Collected data entries
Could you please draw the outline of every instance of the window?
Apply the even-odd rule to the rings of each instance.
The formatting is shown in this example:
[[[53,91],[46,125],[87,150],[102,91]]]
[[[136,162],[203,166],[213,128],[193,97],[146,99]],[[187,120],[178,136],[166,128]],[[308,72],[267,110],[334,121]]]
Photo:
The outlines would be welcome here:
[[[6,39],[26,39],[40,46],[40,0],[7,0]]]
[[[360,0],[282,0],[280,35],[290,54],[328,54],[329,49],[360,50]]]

**Task instructions**
Having read the entries above, repeat them exactly.

**Result of the task**
Could you please draw the outline of every instance of the window?
Apply the even-odd rule to the rings of each instance.
The formatting is shown in this example:
[[[53,91],[46,125],[87,150],[102,91]]]
[[[136,162],[203,166],[213,128],[193,97],[146,99]],[[187,120],[178,136],[166,128]],[[308,72],[267,110],[334,121]]]
Photo:
The outlines would be welcome here:
[[[6,39],[26,39],[40,46],[40,0],[7,0]]]
[[[360,0],[282,0],[280,35],[290,54],[328,54],[329,49],[360,50]]]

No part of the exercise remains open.